What the exercise asks:
Sift through the material below and return the lines with "sleeve".

Material for this task:
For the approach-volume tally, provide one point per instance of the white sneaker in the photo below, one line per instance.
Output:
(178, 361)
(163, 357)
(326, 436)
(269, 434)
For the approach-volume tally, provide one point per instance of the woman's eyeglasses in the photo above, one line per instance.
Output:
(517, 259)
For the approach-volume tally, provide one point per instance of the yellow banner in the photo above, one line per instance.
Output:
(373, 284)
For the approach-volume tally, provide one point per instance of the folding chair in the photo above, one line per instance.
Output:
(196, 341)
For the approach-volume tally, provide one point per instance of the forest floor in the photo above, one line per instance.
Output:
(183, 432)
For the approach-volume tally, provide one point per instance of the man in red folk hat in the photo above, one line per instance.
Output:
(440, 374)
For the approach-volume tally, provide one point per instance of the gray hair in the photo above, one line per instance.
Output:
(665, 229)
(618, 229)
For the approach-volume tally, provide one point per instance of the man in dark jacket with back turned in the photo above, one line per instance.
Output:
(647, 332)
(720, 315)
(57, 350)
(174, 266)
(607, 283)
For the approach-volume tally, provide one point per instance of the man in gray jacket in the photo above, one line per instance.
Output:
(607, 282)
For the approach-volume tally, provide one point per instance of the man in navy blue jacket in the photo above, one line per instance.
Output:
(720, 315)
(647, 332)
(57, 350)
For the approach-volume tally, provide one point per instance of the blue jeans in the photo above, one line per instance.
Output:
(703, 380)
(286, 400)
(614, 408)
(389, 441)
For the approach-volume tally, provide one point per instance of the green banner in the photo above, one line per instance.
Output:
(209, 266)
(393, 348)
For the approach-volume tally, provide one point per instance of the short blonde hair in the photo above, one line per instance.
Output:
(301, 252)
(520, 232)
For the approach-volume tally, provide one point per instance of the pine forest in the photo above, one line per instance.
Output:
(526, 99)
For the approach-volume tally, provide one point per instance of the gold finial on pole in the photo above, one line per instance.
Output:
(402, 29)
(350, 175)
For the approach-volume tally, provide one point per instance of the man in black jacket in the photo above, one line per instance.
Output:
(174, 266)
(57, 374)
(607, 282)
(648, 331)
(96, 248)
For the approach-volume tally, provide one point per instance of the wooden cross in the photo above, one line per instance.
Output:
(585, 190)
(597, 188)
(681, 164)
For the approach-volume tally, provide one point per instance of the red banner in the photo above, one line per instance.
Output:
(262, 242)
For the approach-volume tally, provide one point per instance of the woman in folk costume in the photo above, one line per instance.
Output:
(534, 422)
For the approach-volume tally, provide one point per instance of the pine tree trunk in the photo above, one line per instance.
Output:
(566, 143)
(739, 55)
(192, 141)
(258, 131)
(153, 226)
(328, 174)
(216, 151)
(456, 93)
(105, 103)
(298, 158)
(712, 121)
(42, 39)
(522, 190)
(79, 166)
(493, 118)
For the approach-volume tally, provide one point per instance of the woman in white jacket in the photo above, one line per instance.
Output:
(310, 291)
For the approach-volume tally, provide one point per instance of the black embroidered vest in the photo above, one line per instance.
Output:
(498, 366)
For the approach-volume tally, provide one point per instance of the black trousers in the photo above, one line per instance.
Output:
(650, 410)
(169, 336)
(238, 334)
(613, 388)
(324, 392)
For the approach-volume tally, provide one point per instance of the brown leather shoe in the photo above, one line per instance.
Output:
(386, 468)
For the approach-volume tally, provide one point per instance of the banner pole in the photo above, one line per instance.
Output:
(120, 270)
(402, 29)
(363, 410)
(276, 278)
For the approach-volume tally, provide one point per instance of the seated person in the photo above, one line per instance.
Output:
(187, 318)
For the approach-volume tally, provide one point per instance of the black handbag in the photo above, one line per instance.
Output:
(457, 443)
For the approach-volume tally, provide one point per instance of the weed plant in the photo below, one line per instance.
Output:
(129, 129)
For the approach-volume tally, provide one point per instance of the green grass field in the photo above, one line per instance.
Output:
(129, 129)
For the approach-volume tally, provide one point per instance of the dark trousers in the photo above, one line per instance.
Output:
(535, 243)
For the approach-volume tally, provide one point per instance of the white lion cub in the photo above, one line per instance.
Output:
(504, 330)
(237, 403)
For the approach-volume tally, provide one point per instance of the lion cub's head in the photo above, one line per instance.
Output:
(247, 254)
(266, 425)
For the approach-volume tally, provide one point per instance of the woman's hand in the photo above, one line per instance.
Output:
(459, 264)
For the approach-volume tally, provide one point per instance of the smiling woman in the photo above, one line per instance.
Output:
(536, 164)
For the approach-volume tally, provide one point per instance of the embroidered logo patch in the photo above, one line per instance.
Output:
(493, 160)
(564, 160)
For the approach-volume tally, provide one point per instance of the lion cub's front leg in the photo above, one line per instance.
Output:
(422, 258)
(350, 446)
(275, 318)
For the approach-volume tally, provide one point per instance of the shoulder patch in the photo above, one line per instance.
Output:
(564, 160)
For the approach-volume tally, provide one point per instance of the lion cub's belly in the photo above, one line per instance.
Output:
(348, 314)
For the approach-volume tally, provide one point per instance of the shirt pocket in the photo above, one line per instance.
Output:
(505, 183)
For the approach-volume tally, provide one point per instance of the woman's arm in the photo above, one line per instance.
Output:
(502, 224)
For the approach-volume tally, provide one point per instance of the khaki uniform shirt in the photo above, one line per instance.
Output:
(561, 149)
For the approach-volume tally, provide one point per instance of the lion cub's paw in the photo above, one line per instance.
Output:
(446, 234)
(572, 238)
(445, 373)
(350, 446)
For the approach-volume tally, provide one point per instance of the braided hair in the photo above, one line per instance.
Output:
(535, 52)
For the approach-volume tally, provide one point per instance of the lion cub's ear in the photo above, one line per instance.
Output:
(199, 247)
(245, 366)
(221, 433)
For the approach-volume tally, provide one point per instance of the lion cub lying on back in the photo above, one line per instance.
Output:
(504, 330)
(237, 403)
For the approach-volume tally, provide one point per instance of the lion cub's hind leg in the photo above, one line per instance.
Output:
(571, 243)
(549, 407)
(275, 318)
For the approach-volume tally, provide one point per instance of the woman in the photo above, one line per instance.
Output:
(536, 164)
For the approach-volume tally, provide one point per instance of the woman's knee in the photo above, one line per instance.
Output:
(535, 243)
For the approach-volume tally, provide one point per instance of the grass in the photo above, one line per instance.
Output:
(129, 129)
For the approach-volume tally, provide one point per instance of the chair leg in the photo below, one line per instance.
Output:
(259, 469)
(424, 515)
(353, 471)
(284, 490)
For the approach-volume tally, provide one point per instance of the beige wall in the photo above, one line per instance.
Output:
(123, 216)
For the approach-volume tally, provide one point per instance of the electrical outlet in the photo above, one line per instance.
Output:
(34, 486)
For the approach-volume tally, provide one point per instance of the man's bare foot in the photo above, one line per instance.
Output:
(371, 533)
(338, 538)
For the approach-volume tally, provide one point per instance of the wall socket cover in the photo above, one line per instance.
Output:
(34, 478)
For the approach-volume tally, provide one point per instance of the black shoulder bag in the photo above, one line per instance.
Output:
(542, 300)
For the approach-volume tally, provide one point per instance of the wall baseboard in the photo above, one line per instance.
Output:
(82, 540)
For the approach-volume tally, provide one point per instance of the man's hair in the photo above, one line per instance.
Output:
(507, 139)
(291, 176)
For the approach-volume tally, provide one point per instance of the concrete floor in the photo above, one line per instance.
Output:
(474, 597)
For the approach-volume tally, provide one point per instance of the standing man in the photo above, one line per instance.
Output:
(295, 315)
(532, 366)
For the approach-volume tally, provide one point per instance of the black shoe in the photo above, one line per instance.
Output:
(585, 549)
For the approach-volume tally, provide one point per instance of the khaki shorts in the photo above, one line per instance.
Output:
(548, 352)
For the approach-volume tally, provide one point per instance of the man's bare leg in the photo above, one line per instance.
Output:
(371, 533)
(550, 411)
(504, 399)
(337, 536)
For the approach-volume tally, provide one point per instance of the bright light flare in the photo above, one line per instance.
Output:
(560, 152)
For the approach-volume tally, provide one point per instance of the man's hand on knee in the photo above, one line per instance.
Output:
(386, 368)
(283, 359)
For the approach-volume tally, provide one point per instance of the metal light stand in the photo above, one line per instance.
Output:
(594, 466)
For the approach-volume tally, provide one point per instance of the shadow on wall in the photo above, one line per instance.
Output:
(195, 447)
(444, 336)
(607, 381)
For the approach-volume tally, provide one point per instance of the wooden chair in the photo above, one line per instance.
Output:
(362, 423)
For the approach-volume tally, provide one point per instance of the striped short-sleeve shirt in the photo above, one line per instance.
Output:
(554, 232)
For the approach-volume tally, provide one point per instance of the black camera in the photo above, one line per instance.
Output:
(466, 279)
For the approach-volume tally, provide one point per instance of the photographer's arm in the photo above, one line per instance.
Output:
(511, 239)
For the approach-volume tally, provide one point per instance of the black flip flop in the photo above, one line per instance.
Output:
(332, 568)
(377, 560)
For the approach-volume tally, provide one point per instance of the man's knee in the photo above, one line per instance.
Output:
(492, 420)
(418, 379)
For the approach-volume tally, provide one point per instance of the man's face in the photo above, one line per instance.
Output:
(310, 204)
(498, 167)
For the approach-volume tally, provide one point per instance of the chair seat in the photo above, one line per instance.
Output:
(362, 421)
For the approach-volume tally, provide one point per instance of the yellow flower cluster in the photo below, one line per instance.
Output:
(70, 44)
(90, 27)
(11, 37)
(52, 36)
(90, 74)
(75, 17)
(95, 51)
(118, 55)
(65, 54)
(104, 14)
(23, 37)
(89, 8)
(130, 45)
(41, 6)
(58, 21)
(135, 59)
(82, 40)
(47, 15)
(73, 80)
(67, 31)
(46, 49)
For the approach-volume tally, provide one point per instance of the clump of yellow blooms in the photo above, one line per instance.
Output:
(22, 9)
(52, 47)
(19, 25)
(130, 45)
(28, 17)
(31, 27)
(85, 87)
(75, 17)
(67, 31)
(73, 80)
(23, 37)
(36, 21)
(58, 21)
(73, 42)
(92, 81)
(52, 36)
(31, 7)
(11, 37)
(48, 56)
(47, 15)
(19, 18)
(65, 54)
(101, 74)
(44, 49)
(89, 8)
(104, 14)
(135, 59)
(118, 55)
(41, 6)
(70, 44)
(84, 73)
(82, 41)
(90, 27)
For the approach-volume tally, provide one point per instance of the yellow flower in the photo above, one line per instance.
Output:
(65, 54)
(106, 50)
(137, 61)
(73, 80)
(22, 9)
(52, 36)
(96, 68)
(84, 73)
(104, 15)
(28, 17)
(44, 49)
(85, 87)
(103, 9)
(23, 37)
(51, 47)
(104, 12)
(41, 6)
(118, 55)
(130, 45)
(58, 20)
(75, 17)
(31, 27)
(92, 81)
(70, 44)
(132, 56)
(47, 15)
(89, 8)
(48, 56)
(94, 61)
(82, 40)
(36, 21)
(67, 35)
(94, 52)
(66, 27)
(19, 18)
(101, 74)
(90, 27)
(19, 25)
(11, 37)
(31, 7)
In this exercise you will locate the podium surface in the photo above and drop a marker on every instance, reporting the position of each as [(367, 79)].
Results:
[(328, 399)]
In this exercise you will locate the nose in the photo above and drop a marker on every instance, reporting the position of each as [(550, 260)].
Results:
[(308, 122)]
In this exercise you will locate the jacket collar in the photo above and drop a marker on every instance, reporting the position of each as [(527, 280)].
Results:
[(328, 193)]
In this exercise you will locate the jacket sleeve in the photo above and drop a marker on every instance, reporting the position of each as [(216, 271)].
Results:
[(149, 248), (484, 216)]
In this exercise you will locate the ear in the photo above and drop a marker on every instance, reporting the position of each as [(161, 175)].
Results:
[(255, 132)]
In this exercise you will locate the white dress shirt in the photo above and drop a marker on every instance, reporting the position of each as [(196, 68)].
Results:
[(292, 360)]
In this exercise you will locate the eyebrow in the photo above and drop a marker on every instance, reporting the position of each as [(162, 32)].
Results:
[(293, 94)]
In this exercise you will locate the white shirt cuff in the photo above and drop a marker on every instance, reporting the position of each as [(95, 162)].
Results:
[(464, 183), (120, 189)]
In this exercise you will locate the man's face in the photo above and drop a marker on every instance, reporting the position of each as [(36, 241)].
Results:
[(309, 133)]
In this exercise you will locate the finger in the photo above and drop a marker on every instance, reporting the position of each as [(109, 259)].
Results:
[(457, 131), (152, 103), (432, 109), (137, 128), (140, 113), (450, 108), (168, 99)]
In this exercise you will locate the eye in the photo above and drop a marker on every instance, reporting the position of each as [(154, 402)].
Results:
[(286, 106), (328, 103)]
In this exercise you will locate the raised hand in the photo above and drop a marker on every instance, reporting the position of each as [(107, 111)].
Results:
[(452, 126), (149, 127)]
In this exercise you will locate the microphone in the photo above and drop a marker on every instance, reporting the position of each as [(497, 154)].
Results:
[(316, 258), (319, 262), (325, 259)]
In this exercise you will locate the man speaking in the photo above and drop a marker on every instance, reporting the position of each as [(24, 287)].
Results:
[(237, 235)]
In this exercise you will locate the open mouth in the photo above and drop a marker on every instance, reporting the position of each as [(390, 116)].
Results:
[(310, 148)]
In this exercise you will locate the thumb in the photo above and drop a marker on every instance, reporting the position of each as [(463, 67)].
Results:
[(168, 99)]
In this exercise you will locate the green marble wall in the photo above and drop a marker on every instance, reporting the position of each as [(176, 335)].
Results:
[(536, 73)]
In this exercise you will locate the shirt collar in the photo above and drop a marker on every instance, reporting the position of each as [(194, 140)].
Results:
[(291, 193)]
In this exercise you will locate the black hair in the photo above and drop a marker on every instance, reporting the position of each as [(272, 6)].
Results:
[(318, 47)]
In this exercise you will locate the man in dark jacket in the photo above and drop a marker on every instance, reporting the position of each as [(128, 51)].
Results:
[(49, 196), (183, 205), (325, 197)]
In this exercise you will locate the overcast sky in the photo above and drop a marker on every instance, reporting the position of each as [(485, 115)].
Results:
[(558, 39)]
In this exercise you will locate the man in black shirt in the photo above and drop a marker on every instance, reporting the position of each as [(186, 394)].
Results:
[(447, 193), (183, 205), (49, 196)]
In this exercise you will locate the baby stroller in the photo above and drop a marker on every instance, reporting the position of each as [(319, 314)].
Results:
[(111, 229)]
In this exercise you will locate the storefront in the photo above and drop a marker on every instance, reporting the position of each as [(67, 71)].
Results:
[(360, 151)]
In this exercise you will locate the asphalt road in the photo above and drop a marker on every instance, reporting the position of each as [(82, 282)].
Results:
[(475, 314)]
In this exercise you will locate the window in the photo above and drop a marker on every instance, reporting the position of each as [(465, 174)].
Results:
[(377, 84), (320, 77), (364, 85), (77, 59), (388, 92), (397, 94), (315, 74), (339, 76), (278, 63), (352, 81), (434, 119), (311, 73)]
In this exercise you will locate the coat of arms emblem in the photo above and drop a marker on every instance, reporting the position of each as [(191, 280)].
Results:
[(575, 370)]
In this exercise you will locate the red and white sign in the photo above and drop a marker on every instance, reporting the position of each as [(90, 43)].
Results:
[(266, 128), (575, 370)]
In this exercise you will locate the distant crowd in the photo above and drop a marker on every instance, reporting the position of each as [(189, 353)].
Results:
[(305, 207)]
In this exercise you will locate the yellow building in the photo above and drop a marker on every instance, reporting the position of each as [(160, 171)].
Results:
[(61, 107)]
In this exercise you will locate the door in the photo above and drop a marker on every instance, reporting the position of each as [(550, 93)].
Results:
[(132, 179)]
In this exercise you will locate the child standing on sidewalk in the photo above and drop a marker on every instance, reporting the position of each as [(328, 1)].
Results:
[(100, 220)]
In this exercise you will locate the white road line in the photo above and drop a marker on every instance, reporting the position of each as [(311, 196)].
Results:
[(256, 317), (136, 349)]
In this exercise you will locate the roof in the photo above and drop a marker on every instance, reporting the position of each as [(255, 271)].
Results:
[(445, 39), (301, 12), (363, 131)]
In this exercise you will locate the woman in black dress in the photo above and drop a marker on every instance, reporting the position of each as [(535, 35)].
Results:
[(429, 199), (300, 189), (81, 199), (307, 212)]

Output below:
For the approach-volume tally, provide one point per instance of the striped short-sleeve shirt in the photo above, one line per instance.
In this exercise you will locate the jacket sleeve in the photo above and drop a marker on every instance, reporting the position of each as [(216, 271)].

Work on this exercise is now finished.